### INFORMATION GIVEN
--- Start ---

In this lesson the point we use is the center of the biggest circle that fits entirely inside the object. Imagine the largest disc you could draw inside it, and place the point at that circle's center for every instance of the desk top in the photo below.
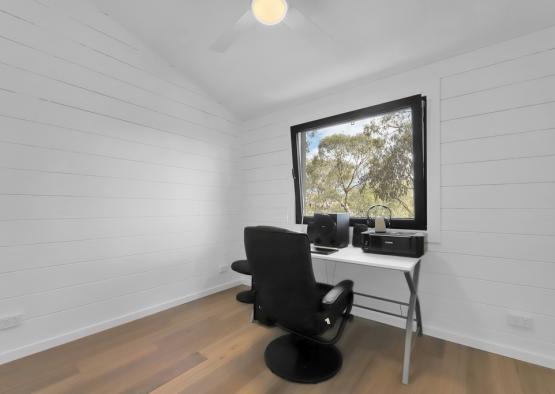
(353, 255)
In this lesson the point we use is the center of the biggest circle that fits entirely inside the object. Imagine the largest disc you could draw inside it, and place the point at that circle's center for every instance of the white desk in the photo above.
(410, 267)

--- End ---
--- Start ---

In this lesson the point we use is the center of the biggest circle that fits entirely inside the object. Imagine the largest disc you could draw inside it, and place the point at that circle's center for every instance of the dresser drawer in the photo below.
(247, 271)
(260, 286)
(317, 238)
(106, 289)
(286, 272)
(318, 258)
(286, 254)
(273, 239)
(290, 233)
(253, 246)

--- End ---
--- Start ---

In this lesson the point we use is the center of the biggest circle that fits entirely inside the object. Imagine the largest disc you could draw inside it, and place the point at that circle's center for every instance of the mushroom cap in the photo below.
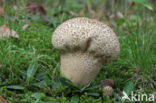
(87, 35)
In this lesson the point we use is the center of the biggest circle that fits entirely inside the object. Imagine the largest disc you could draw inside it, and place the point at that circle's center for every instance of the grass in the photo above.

--- End ---

### TASK GOAL
Count how many of the rows contain the string "above". Reply with the number alone.

### EXERCISE ANSWER
2